**Recorded data**:

....................

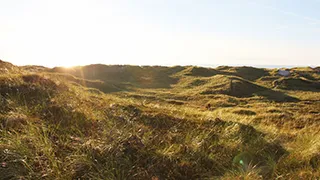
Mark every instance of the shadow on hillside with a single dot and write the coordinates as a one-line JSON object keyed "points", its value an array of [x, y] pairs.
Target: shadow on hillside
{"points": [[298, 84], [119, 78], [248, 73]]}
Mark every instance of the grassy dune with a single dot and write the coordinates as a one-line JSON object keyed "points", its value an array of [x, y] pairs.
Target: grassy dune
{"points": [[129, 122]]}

....................

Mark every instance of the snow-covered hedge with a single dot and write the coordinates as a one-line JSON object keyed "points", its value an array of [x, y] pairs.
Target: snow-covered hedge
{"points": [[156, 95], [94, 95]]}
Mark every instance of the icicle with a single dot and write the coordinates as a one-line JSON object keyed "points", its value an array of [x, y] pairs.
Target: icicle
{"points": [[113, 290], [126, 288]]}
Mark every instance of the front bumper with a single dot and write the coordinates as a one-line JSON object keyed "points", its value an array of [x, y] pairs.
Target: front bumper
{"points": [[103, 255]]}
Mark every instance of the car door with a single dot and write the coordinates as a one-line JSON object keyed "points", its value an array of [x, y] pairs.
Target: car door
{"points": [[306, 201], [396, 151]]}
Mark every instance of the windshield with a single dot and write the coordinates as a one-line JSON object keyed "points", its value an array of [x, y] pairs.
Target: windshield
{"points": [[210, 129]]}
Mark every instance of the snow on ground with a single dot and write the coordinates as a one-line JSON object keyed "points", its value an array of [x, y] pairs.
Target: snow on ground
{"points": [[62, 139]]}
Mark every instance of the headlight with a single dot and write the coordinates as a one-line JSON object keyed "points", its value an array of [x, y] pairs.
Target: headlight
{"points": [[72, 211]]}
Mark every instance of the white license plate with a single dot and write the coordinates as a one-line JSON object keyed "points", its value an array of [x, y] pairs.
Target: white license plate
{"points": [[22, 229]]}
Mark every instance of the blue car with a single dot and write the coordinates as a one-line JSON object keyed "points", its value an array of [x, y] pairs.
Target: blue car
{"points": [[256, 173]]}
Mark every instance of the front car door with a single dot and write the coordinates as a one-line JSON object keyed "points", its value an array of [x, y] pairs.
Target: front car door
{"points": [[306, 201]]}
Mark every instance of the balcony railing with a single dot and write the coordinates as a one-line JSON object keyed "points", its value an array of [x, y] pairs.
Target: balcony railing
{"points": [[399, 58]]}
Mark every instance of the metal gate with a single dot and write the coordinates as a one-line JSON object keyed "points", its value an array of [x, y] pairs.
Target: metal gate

....................

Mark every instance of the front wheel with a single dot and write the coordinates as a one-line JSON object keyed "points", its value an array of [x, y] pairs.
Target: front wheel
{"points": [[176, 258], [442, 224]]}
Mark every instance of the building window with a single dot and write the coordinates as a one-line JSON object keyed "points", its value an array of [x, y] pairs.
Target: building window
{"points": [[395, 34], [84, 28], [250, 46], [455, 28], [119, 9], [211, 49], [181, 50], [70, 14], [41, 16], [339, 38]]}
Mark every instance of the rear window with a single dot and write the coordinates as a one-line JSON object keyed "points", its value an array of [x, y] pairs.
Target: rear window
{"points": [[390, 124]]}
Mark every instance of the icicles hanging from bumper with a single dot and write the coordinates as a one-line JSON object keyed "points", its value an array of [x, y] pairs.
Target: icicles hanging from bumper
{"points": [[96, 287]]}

....................

**Task details**: All that belongs in the answer is the run of lines above from the line containing "Mark every instance of the shadow" through the line containing "Mark every instance of the grassy", exactly as written.

**Output of the task**:
Mark every instance of the shadow on hillside with a single dot and write the coordinates as a one-line JSON object keyed "points", its value an array of [x, y] pairs.
Target: shadow on hillside
{"points": [[298, 84], [119, 78], [248, 73]]}
Mark every instance of the grassy dune with a single dot and write the coordinates as a one-line JSON object keyed "points", its value an array of [x, y] pairs.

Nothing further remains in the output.